### SOURCE EXTRACT

By Drew Koszewnik
This is the story about how the Content Setup Engineering team used Hollow, a Netflix OSS technology, to re-architect and simplify an essential component in our content pipeline — delivering a large amount of business value in the process.
Each movie and show on the Netflix service is carefully curated to ensure an optimal viewing experience. The team responsible for this curation is Title Operations. Title Operations will confirm, among other things:
- We are in compliance with the contracts — date ranges and places where we can show a video are set up correctly for each title
- Video with captions, subtitles, and secondary audio “dub” assets are sourced, translated, and made available to the right populations around the world
- Title name and synopsis are available and translated
- The appropriate maturity ratings are available for each country
When a title meets all of the minimum above requirements, then it is allowed to go live on the service. Gatekeeper is the system at Netflix responsible for evaluating the “liveness” of videos and assets on the site. A title doesn’t become visible to members until Gatekeeper approves it — and if it can’t validate the setup, then it will assist Title Operations by pointing out what’s missing from the baseline customer experience.

### RECORDS PROVIDED
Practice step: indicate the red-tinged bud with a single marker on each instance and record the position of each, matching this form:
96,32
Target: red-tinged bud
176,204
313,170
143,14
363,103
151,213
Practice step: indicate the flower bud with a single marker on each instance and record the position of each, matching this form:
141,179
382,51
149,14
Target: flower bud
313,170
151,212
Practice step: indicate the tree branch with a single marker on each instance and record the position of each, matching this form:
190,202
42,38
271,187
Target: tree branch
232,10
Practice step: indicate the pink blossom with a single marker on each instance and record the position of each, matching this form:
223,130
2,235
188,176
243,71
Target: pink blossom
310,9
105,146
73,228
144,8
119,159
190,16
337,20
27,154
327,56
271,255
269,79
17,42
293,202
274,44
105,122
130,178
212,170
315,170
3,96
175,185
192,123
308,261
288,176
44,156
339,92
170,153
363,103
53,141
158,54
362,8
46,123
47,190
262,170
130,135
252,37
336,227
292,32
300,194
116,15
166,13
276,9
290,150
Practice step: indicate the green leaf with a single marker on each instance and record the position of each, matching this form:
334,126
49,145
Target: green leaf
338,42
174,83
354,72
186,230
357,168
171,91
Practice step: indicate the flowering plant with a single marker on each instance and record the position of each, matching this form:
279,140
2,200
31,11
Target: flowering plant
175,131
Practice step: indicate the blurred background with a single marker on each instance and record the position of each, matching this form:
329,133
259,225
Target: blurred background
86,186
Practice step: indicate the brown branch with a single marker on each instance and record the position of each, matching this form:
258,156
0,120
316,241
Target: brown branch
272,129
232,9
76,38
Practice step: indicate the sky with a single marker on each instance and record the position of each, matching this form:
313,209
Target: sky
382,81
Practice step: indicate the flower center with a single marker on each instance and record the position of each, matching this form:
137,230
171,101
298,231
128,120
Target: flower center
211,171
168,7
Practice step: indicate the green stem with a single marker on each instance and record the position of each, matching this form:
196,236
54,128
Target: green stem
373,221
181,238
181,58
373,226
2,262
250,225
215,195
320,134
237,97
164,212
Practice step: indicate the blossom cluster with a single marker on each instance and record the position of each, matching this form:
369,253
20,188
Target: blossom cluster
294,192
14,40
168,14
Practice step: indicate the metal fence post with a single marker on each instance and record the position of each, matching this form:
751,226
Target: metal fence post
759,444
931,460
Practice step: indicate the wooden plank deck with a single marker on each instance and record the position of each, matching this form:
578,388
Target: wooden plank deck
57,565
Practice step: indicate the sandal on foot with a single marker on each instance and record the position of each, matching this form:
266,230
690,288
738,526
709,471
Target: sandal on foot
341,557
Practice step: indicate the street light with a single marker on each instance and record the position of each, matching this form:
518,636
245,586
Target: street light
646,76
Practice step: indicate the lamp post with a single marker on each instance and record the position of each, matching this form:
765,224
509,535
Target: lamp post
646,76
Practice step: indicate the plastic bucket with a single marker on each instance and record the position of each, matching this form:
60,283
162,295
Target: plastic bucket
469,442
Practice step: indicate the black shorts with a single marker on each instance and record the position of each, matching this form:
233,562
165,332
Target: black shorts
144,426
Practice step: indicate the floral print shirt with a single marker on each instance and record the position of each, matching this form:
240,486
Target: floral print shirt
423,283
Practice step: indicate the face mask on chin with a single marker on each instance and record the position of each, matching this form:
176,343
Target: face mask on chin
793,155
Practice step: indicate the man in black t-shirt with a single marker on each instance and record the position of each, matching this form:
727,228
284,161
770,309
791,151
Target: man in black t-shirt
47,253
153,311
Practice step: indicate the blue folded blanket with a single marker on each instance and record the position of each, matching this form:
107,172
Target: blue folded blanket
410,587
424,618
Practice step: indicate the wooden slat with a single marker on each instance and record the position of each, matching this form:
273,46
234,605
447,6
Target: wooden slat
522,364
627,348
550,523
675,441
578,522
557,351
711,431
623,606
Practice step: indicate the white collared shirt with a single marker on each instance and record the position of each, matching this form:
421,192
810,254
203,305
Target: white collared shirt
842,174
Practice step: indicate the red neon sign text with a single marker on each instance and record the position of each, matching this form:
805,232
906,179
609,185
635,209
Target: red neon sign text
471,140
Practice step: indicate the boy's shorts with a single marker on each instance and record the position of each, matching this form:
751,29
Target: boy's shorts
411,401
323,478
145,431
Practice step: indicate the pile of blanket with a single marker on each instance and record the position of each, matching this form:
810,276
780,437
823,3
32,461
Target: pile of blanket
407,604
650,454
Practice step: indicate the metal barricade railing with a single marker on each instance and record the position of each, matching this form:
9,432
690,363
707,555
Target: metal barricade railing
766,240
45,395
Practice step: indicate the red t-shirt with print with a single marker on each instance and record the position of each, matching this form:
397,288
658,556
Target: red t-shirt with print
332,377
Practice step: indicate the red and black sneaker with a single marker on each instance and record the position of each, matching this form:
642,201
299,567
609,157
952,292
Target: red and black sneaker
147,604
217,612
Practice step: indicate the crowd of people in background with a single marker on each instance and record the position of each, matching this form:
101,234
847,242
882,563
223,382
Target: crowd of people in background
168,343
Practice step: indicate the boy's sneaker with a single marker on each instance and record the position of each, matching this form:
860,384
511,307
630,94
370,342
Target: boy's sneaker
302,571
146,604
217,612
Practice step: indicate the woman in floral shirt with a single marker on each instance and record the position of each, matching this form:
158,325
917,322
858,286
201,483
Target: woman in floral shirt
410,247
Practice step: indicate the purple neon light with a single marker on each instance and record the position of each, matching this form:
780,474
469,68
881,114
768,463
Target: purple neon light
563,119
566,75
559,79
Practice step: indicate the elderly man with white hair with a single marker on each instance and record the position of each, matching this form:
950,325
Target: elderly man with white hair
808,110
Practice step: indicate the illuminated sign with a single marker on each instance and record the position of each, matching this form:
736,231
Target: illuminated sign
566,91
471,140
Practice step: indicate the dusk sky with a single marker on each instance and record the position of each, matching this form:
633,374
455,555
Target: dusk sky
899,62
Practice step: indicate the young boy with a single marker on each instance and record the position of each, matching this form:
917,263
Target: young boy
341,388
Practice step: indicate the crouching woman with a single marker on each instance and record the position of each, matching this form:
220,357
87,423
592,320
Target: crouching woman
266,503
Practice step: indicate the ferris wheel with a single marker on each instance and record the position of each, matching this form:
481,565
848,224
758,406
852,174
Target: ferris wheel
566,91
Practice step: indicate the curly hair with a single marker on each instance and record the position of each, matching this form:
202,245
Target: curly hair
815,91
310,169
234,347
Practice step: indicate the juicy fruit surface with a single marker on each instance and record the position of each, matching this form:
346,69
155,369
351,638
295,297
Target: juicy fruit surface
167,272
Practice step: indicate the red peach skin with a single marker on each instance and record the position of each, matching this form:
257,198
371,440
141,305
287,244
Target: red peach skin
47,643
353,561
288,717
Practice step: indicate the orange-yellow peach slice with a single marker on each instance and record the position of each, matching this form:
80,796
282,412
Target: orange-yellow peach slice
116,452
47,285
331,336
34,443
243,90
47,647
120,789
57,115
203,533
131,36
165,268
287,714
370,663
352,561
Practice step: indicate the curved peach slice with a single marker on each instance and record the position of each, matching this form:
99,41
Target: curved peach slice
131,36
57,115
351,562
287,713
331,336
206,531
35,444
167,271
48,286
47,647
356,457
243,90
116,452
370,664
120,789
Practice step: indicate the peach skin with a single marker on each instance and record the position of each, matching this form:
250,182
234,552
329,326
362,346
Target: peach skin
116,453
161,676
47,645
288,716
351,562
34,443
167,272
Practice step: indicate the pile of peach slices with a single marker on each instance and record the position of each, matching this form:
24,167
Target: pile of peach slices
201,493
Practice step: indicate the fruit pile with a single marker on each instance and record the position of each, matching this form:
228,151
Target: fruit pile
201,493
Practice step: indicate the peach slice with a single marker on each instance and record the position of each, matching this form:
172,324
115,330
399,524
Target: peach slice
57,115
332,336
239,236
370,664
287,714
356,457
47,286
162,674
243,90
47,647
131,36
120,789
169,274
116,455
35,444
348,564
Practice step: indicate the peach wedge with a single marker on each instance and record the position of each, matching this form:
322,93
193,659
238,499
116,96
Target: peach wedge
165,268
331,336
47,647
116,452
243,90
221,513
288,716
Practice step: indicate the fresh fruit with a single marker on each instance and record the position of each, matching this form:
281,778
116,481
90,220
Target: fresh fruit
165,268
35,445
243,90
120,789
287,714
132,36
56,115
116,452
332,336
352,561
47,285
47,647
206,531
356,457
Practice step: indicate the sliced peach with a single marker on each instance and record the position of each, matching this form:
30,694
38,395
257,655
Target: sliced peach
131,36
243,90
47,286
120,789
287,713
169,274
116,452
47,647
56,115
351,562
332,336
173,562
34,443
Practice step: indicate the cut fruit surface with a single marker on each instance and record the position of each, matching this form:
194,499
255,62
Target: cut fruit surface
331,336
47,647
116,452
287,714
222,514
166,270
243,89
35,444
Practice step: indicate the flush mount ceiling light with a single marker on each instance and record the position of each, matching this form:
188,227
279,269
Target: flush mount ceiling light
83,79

### TASK REQUIREMENTS
Using the Netflix content pipeline text, answer these:
1. Which team used Hollow to re-architect a component in the content pipeline?
2. Which team is responsible for curating each movie and show?
3. What is the name of the system that evaluates the "liveness" of videos and assets?
The material was drawn from a separate source.

### FINISHED EXERCISE
1. The Content Setup Engineering team.
2. Title Operations.
3. Gatekeeper.